Yachting was, indeed, the only recreation which he permitted himself, but even then, he combined business with pleasure, performing in that manner his professional visit to several places on the Continent, and to Egypt. At first, he seemed to rally under the refreshing influences of repose and of the sea breezes; but soon the overpowering sense of debility and of depression returned, and the attached friends by whom he was accompanied, justly entertained apprehensions of the worst results. Hastening home from Norway, where he had suffered much, he landed from his yacht at Lowestoft, and was conveyed to London, where he expired at his residence in Gloucester Square, on the 12th of October, 1859, within a few days of completing his fifty-sixth year.
When it is remembered, that Robert Stephenson was a man of varied information, fond of winning others to his opinions, and capable, when he was pleased to make the effort, of writing with singular force and perspicuity, it is a matter of surprise, that he has left behind him very few distinct literary productions. His published Reports on matters connected with his profession are numerous, and well deserving. of preservation; but his admirable article on 'Iron Bridges,' In the Encyclopaedia Britannica, is, perhaps, his most important contribution to scientific literature.
On the death of Robert Stephenson, it was felt, that Westminster Abbey was his proper resting-place. An application was made to the authorities for permission to place him in that temple, where the greatest of Britain's chiefs have for centuries been gathered, and the permission was promptly accorded.

_____

*Problem details*.
Answer these questions from the passage about Robert Stephenson:
(a) Where and on what date did he die?
(b) Which work does the passage call perhaps his most important contribution to scientific literature?
(c) What place was felt to be his proper resting-place?
The records have no connection to the passage about Robert Stephenson.

_____

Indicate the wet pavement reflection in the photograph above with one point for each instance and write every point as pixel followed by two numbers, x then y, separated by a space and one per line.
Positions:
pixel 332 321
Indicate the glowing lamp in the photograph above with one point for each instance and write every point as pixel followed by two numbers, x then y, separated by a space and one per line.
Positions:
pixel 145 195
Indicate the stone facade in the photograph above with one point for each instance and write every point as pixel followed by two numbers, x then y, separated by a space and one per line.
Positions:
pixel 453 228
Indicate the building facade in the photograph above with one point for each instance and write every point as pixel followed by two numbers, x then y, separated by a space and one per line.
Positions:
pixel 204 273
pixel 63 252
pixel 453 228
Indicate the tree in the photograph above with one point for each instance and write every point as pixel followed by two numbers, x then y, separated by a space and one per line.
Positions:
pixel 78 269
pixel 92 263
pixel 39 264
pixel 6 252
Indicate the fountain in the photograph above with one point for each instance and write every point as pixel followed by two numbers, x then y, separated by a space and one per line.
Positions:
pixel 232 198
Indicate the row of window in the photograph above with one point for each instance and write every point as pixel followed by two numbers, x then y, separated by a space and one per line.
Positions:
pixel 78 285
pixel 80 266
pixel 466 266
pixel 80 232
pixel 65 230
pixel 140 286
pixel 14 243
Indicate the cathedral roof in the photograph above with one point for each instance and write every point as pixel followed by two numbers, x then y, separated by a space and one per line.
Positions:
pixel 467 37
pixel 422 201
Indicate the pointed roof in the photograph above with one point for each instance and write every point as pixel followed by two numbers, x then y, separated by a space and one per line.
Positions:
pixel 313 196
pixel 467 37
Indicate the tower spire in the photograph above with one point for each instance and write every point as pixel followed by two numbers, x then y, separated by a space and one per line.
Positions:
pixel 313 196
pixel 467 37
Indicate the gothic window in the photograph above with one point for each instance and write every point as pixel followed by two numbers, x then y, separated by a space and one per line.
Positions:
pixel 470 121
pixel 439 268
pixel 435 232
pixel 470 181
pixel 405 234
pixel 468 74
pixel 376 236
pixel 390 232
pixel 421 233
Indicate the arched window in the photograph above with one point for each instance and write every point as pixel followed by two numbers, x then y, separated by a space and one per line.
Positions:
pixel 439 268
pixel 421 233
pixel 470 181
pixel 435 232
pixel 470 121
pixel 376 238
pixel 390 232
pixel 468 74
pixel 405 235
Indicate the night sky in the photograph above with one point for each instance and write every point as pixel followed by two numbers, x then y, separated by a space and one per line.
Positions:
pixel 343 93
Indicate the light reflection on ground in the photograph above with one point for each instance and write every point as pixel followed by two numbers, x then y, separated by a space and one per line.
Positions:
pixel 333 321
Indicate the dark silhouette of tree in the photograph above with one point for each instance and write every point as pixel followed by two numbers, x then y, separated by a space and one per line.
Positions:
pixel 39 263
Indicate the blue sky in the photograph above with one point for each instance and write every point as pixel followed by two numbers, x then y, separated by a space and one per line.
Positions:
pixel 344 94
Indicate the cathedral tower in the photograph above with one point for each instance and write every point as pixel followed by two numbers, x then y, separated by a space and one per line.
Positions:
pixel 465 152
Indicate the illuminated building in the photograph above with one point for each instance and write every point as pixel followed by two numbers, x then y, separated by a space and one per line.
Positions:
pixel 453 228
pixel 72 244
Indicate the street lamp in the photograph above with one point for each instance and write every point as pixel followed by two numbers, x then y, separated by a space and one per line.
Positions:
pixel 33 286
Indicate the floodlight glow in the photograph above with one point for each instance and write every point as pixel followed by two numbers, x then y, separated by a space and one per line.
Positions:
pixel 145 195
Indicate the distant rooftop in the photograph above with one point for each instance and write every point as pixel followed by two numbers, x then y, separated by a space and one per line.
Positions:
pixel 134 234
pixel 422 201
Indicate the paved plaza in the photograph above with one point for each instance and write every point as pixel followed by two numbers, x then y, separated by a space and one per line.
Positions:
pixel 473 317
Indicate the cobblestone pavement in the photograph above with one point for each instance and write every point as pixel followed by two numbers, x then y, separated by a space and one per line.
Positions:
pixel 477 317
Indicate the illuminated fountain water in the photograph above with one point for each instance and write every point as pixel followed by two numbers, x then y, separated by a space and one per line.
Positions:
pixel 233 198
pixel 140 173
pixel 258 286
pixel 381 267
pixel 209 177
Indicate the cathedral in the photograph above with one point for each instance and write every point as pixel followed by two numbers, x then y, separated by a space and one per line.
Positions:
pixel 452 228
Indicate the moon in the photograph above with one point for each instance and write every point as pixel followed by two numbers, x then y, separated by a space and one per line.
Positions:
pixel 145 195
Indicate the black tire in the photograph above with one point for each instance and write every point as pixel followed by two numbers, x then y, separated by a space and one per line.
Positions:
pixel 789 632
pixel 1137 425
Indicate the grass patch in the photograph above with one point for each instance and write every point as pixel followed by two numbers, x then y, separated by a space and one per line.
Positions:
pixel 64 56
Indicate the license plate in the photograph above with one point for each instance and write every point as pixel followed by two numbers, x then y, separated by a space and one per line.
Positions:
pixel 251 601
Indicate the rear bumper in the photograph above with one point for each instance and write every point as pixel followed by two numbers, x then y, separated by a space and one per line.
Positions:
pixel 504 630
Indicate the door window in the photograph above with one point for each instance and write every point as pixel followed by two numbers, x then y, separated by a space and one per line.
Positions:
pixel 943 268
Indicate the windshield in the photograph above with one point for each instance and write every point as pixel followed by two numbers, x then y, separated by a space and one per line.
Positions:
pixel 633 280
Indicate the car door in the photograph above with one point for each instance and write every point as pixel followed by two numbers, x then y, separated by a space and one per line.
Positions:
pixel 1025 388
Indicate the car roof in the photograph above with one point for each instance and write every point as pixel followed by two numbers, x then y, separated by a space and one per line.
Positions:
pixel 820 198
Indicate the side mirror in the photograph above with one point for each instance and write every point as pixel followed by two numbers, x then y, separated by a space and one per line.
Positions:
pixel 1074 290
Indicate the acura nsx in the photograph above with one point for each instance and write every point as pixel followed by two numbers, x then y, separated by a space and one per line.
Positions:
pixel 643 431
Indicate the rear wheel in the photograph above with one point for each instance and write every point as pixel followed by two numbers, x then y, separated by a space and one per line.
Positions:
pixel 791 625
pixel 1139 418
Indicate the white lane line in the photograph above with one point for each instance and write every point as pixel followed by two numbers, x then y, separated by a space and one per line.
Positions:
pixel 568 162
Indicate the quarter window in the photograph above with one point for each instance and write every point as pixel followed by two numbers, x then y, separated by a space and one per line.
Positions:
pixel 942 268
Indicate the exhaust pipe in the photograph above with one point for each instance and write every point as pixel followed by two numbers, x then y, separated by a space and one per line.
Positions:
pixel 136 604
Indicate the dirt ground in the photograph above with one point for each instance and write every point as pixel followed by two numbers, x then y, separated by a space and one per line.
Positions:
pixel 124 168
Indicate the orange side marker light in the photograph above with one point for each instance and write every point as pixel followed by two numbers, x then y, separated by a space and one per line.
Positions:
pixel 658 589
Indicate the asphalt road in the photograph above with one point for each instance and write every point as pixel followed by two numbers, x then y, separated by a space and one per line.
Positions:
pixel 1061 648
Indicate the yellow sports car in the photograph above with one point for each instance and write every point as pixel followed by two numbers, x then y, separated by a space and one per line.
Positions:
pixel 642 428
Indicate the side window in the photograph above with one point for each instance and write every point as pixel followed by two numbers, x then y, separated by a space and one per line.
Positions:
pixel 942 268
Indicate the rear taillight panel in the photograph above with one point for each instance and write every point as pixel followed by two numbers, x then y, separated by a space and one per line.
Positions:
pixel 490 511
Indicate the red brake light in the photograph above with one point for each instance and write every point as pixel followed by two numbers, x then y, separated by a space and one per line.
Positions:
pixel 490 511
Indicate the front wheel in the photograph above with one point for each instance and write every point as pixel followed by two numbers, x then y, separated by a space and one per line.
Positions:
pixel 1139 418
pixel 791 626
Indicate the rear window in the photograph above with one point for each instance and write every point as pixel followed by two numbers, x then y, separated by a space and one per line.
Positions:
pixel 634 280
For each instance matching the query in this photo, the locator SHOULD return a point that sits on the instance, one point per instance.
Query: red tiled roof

_____

*Answer to the exercise*.
(a) He died at his residence in Gloucester Square, London, on October 12, 1859.
(b) His article on "Iron Bridges" in the Encyclopaedia Britannica.
(c) Westminster Abbey.